> [Source document]
******************************

Care home residents and staff to be given access to Covid-19 testing
All care home residents and staff with symptoms of Covid-19 are to be tested as the Government faces a backlash over its handling of the growing crisis.
The announcement came as Labour leader Sir Keir Starmer added his voice to calls for ministers to publish their lockdown exit strategy, saying people need to see “light at the end of the tunnel”.
In a letter to Dominic Raab, who is deputising for Prime Minister Boris Johnson, Sir Keir said Labour will support the Government if, as expected, it keeps the current measures in place from Thursday.
But he said: “The question for Thursday therefore is no longer about whether the lockdown should be extended, but about what the Government’s position is on how and when it can be eased in due course and on what criteria that decision will be taken.”
The Government has come under intense scrutiny over what is happening in care homes after providers said official figures on deaths do not match what they are seeing on the ground.
Professor Martin Green, chief executive of Care England, which represents independent social care services, said there have been thousands of cases and deaths in care homes, while HC-One, Britain’s biggest care home operator, said two-thirds of its homes are affected and it has seen more than 300 deaths.
Lisa Lenton, chairwoman of the Care Provider Alliance, which represents large care provider associations, told the Financial Times that her members are hearing of “lots of cases where symptomatic patients are being put down as dying of the disease without testing, and similarly symptomatic patients who are being put down as dying of their underlying health condition”.
The Department of Health and Social Care has said there have been reports of Covid-19 in 2,099 care homes in England.
Data from the Office for National Statistics (ONS) shows there were 217 deaths linked to Covid-19 in care homes between January and April 3.

******************************

> [Exercises to complete]
A - Quote the care home testing article between "Care home residents and staff to" and "the growing crisis.", inclusive.
B - Answer these questions using the care home testing article:
(i) Who is Dominic Raab deputising for?
(ii) According to the Department of Health and Social Care, in how many care homes in England have there been reports of Covid-19?
(iii) How many deaths has HC-One seen?
C - Carry on the care home testing article from where it stops.

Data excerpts
******************************

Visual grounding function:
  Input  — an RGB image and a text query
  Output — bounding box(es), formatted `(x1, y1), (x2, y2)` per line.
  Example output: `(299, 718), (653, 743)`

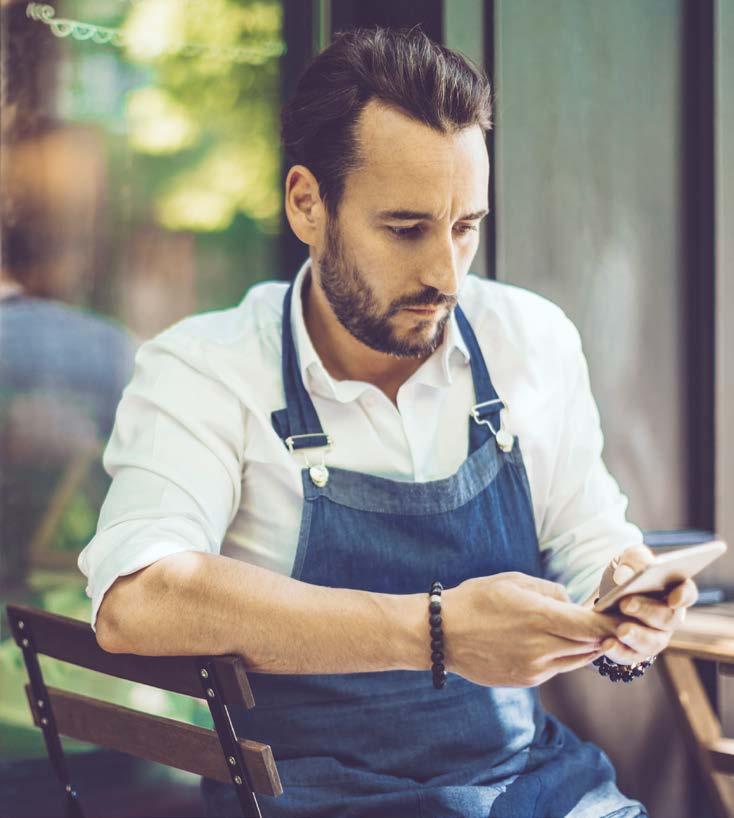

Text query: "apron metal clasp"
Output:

******************************

> [Numbered answers]
A -
Care home residents and staff to be given access to Covid-19 testing
All care home residents and staff with symptoms of Covid-19 are to be tested as the Government faces a backlash over its handling of the growing crisis.

B -
(i) Prime Minister Boris Johnson
(ii) 2,099
(iii) More than 300

C -
Health Secretary Matt Hancock has said he is “determined” to ensure that everyone needing a Covid-19 test should have access to one, with testing remaining a “key” part of the Government’s coronavirus battle plan.
Currently, only the first five symptomatic residents in a care home setting are tested to provide confirmation of whether there is an outbreak.
But now, as well as current residents and staff who need testing, all patients discharged from hospital to a care home will be tested following reports that this is not happening.
Regarding the lockdown, Sir Keir said on Wednesday that people need to be shown what will happen next.
He told ITV’s Good Morning Britain: “It’s obvious that the lockdown is going to continue and we are going to support the Government in that.
“But I do think the question therefore is what comes next?
“People are trusting the Government … but they do need to see light at the end of the tunnel.
“I’m not asking the Government for timings, of course, I understand why they can’t give us timings. But we do need the trust of the public as we go forward.”
A Government source said talk of an exit strategy before the UK has reached the peak “risks confusing the critical message that people need to stay at home in order to protect our NHS and save lives”.
Peter Openshaw, professor of experimental medicine at Imperial College London, told BBC Radio 4’s Today programme it is “much too early to think about trying to reversing the lockdown or even to say which measures might be lifted initially.”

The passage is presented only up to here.